» Exercise goal:
Could you copy every record below exactly, leaving out the pictures?

*** Block opens ***

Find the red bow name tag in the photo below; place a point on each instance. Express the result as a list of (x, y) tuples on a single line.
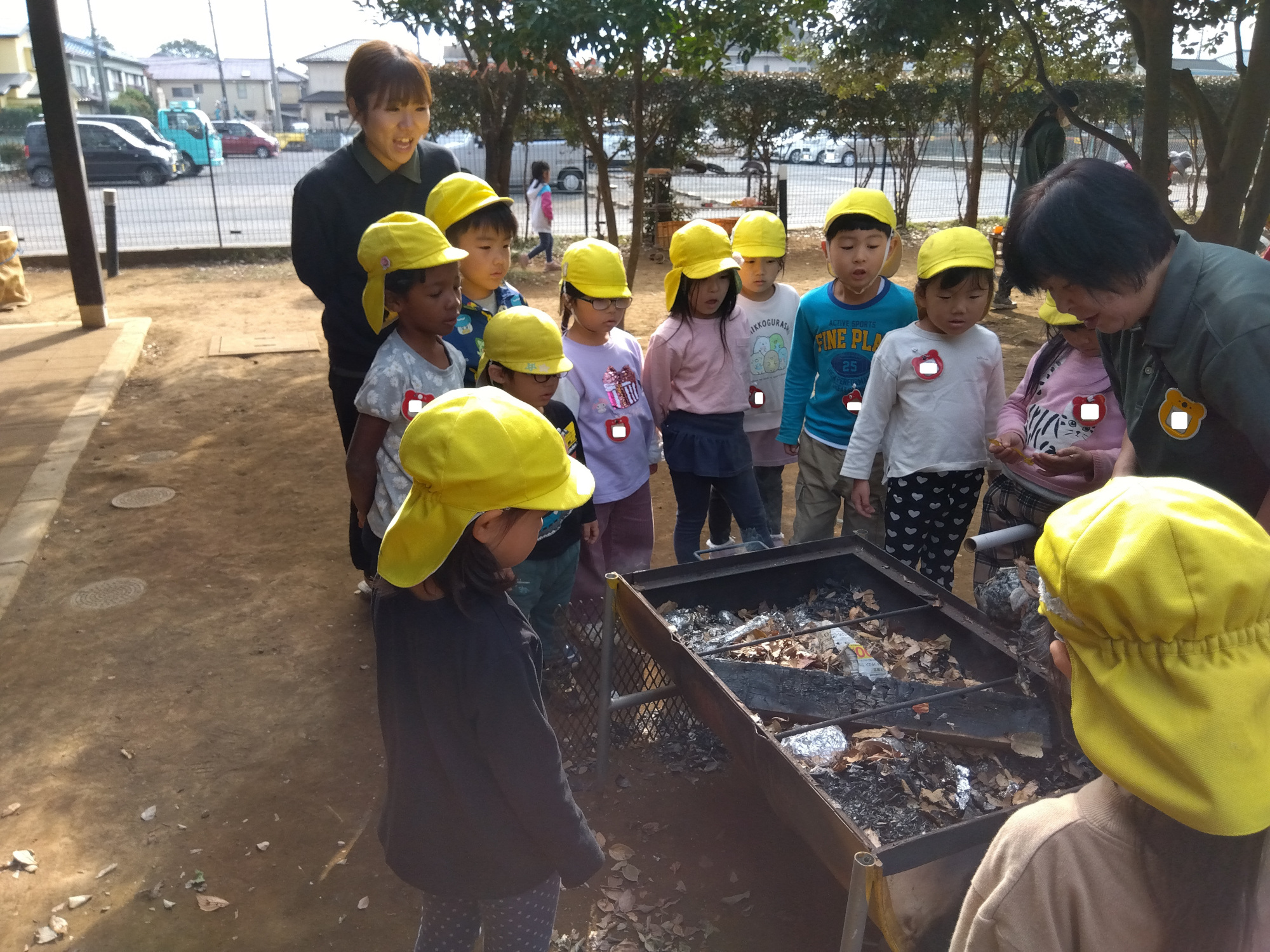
[(413, 403), (929, 366), (1090, 411), (619, 428)]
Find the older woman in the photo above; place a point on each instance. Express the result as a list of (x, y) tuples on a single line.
[(388, 168)]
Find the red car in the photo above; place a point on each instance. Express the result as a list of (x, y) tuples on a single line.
[(243, 138)]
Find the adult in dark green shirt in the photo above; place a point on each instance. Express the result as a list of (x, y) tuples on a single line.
[(1184, 326), (1045, 148)]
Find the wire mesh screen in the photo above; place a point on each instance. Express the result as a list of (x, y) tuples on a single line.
[(572, 694)]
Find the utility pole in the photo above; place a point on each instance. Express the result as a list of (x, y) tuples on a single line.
[(101, 67), (220, 67), (274, 74)]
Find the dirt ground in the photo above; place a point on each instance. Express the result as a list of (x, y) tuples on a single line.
[(242, 684)]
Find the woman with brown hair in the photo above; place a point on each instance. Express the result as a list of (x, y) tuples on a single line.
[(388, 168)]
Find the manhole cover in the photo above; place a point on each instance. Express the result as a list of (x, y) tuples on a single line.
[(157, 456), (111, 593), (142, 498)]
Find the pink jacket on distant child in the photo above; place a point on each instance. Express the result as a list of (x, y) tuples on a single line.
[(1056, 420)]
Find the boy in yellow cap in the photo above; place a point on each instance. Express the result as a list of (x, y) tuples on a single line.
[(525, 357), (836, 334), (481, 223), (1059, 437), (759, 247), (1160, 591), (932, 407), (605, 390), (478, 812), (412, 272)]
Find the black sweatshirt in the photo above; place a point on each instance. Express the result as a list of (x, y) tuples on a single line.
[(562, 530), (478, 805), (333, 205)]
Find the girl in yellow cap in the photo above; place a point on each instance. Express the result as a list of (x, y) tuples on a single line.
[(605, 390), (698, 374), (525, 357), (1160, 590), (478, 813), (1059, 436), (759, 246), (932, 407)]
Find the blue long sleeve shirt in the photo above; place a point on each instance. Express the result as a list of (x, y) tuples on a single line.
[(830, 359)]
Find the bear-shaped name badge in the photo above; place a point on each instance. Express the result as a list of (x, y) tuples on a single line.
[(412, 403), (929, 366), (1180, 417)]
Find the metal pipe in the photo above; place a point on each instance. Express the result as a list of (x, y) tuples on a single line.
[(891, 709), (112, 234), (606, 681), (812, 631), (858, 904), (1001, 538)]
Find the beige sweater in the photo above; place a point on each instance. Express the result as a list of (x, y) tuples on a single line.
[(1062, 875)]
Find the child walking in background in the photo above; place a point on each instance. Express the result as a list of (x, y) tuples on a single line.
[(932, 406), (698, 376), (759, 244), (525, 357), (478, 813), (1059, 437), (481, 223), (538, 196), (605, 390), (413, 274), (836, 336)]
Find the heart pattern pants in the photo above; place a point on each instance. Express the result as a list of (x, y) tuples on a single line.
[(928, 516)]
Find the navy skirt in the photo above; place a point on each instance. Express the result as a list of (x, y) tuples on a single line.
[(707, 445)]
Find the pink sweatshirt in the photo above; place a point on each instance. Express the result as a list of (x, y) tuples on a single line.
[(688, 369), (1055, 421)]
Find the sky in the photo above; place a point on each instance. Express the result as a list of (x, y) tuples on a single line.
[(300, 27)]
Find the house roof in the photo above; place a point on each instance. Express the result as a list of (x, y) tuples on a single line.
[(341, 53)]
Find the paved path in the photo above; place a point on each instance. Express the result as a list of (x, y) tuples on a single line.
[(57, 381)]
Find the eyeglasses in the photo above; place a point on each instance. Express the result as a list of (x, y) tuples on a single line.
[(604, 304)]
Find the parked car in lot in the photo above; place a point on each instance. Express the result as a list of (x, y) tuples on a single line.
[(111, 154), (243, 138)]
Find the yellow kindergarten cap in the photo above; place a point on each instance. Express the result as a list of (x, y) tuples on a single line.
[(1051, 314), (523, 340), (698, 251), (458, 196), (596, 268), (1161, 590), (954, 248), (471, 451), (863, 201), (394, 243), (759, 235)]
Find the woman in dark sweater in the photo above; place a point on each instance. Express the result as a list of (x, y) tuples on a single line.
[(388, 168), (478, 812)]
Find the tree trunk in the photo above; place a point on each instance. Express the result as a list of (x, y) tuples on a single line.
[(977, 135), (637, 246)]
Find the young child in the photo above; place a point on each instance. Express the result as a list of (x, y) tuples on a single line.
[(932, 407), (605, 390), (413, 272), (1160, 592), (478, 812), (538, 196), (525, 357), (481, 223), (759, 244), (698, 378), (836, 334), (1059, 436)]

*** Block closes ***

» Result of this task:
Find the red bow name tag in the photo below; place a point on each instance. Express the result as a list of (x, y) tuples on a single line.
[(413, 403), (929, 366), (1090, 411), (619, 428)]
Find the older woman in the photo above; place a point on each instance. Express the result as a list of (x, y) tuples on a single line.
[(388, 168)]
Find the red car in the photo above; place a point on each instance. Express the result as a list of (x, y) tuples on a single line.
[(243, 138)]
Find the adult in dark green shirt in the photo above; place a point on each instance. Express the result as a list of (x, y) tuples on a single line.
[(1184, 326), (1045, 148)]
Find the wire mesh screen in the photo above; place a point on each instance. Express the result as a list of (x, y) tuples on a single line.
[(572, 694)]
Find the utility pole in the photo above; place a point on each instance. Express the result as a list of (x, y) tuples on a single line.
[(101, 67), (220, 67), (274, 74)]
Find the dirt ground in the photo above; place a point on each instance. Express the result as a list of (x, y) tuples on a single line.
[(242, 684)]
Find the woman with brown hair in the photo above; place a point on each instance. Express the result as a list of (x, y) tuples on a single line.
[(388, 168)]
Find the manhole cover in the photo above; place a point on each instance. Express the result as a list of (x, y) tuples on a single line.
[(157, 456), (111, 593), (142, 498)]
Find the pink jacket on distant child in the photo above; place a point on each instance. Express the result as a list of (x, y) tuples on a single line.
[(1056, 420)]
Find the boy in yellow cap in the photo above; place a point on each instance. Express the result as a list of (x, y) tuples on a single line.
[(525, 357), (836, 334), (481, 223), (1059, 437), (759, 247), (1160, 591), (932, 407), (605, 390), (478, 812), (412, 272)]
Find the black sweatshirt in the photo above; place a point on each instance. Express the result as a list of (x, y) tuples on a single line.
[(562, 530), (478, 805), (333, 205)]
Find the girl in yellow cap in the photo above; place a point on each instance. Express the result as a list of (x, y) tuples on a single line.
[(605, 390), (698, 374), (525, 357), (1160, 590), (478, 813), (1059, 436), (759, 246), (932, 407)]
Find the blue long sleeve shirt in the photo above; place a point on each instance. Express the result as a list of (x, y) tuples on a single line.
[(830, 359)]
Find the bear-shaped name badge in the photo above; place a point on each instance. Express the result as a list of (x, y) tuples on a single line.
[(412, 403), (929, 366), (1180, 417)]
Find the metal pipe in the photo above; place a point on each instance. Express the result as a list of (x, y) tuples on a single line.
[(891, 709), (112, 234), (606, 681), (812, 631), (858, 904), (1001, 538)]
Find the beige sweater in the photo above; place a point on each instance. Express the result as a list of (x, y) tuples on a single line.
[(1062, 875)]
Find the child walking in background in the photo above; place a point on each instance. Express the result as a list of (x, y) tuples on a single line.
[(932, 406), (698, 376), (759, 244), (525, 357), (478, 813), (1059, 437), (481, 223), (538, 196), (605, 390), (413, 274), (836, 336)]
Find the heart pattern pants in the photo above; place a point on each instance. Express the result as a list of (x, y) tuples on a single line.
[(928, 516)]
Find the navy skirt in the photo above; place a point on each instance. Express the result as a list of (x, y) tuples on a single line.
[(707, 445)]
Find the pink sweatshirt in the photo above; place a point on each instance. Express the result as a list of (x, y) tuples on a single line.
[(688, 369), (1055, 421)]
Find the sky in the photo above; place a point on each instance. Express the result as a list of (x, y) tuples on a single line.
[(300, 27)]
Find the house roof in the photo above; place a point on each instance. Express the result as a list of (x, y) tuples on a single line.
[(341, 53)]
Find the paved path in the photo above; place a point on each instance. Express the result as a list of (x, y) tuples on a single line.
[(57, 381)]
Find the eyeglasses in the photo above; place a point on each instance. Express the result as a list of (x, y) tuples on a single line.
[(604, 304)]
Find the parked car in lot in the photo above; place a point on each instance. Express the result as a list of (x, y) tuples on a single line.
[(111, 154), (243, 138)]
Find the yellow kindergarten cap in the photo above; place a point on each instance. Express the result as a list of (x, y) tuples on a single line.
[(1051, 314), (523, 340), (698, 251), (458, 196), (596, 268), (1161, 590), (954, 248), (471, 451), (863, 201), (394, 243), (759, 235)]
Find the woman in dark sweater in the photo above; place a point on each instance. Express the result as a list of (x, y) tuples on a single line.
[(388, 168), (478, 812)]
Find the tree trunk in the photo above; place a point on each instance. Express the result as a list of (x, y) tuples on a single line.
[(977, 135), (637, 246)]
Find the young child in the photo above; place a point on each instance. Express the result as a list of (x, y) tuples on a single line.
[(932, 407), (605, 390), (413, 272), (1160, 592), (478, 812), (538, 196), (525, 357), (481, 223), (759, 244), (698, 378), (836, 334), (1059, 436)]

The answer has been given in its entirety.